[Opening SUPPLIED PASSAGE section]

Paddy Dooley

Personal information
- Full name: Patrick Gabriel Dooley
- Born: 17 May 1997 (age 29)
- Batting: Left-handed
- Bowling: Left-arm unorthodox spin
- Role: Bowler
- Relations: Josie Dooley (sister)

Domestic team information
- 2021/22: Brisbane Heat
- 2022/23: Hobart Hurricanes
- 2022/23: Queensland
- 2025/26: Brisbane Heat

Career statistics
| Competition | List A | T20 |
| Matches | 9 | 21 |
| Runs scored | 87 | 54 |
| Batting average | 14.50 | 13.50 |
| 100s/50s | 0/0 | 0/0 |
| Top score | 39 | 19 |
| Balls bowled | 499 | 455 |
| Wickets | 10 | 26 |
| Bowling average | 47.40 | 22.19 |
| 5 wickets in innings | 0 | 0 |
| 10 wickets in match | 0 | 0 |
| Best bowling | 2/42 | 4/16 |
| Catches/stumpings | 2/- | 4/0 |
- Source: Cricinfo, 15 December 2025

= Patrick Dooley (cricketer) =

Australian cricketer

Patrick Gabriel Dooley (born 17 May 1997) is an Australian cricketer. He currently plays for the Brisbane Heat in the Big Bash League. He is a left-arm unorthodox spinner.

==Early life==
Dooley attended Brisbane Grammar School in Brisbane, Queensland. He played Premier grade cricket for Wests and was an Australian under-16 representative. In 2020, he was named in the Queensland Cricket club team of the year having helped captain Wests' title-winning 50 over side.

==Career==
In January 2022, Dooley debuted for the Brisbane Heat in the 2021–22 Big Bash League season. He joined the team as a Covid replacement player.

Dooley joined the Hobart Hurricanes for the 2022–23 Big Bash League season. On 19 December 2022, in just his third Big Bash game, Dooley took four wickets in a victory over the Perth Scorchers in Launceston. He finished with 19 wickets in 10 matches for the Hurricanes, making him the leading spinner in the competition.

On 26 February 2023, Dooley made his List A debut for Queensland against the New South Wales in the 2022–23 Marsh One-Day Cup.

In May 2023, Dooley signed a one-year deal with Tasmania.

Dooley re-joined the Hobart Hurricanes for the 2023–24 Big Bash League season.

In December 2025, Dooley rejoined the Brisbane Heat for the 2025–26 Big Bash League season as a local replacement player for Matthew Kuhnemann.

==Personal life==
Dooley is the son of Jon and Leanne. He has three siblings, brothers Louis and Will, and sister Josie. His sister is also a cricket player in the Women's Big Bash League for the Melbourne Renegades.

[Closing SUPPLIED PASSAGE section]
[Opening LISTED RECORDS section]

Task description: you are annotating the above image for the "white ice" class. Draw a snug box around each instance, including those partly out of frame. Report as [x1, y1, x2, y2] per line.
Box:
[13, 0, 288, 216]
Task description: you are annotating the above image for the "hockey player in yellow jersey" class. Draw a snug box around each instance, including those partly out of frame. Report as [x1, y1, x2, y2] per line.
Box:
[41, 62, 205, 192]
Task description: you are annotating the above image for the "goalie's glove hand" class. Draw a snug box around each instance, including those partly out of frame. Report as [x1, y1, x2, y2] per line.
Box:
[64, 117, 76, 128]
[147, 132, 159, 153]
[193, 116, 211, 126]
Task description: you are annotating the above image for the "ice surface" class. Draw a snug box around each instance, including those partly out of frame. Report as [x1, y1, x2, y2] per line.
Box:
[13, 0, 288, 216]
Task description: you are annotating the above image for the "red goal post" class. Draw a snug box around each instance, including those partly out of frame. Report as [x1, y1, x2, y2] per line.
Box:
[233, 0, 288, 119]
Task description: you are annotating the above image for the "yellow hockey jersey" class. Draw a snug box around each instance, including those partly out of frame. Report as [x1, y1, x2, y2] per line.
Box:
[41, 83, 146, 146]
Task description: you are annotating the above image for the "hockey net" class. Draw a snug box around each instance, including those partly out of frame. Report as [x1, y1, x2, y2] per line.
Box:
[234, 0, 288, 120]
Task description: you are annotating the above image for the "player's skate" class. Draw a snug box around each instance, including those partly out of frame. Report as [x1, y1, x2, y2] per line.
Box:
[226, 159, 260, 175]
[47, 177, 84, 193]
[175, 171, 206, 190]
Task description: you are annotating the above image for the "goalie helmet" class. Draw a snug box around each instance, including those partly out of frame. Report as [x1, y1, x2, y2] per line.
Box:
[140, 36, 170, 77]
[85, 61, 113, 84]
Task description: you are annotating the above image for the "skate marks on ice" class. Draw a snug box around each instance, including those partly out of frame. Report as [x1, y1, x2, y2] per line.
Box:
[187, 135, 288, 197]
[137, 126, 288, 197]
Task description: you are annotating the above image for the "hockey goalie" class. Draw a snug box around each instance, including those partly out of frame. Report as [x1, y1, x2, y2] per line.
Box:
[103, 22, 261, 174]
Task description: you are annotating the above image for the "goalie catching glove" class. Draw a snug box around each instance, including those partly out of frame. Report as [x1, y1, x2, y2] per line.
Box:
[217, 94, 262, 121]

[Closing LISTED RECORDS section]

PROBLEMS TO WORK ON:
**1)** In the Paddy Dooley article, which school did Dooley attend?
**2)** In the Paddy Dooley article, why was Dooley named in the Queensland Cricket club team of the year in 2020?

ACTIVITY ANSWERS:
**1)** Brisbane Grammar School, in Brisbane, Queensland.

**2)** He had helped captain Wests' 50-over side, which won the title.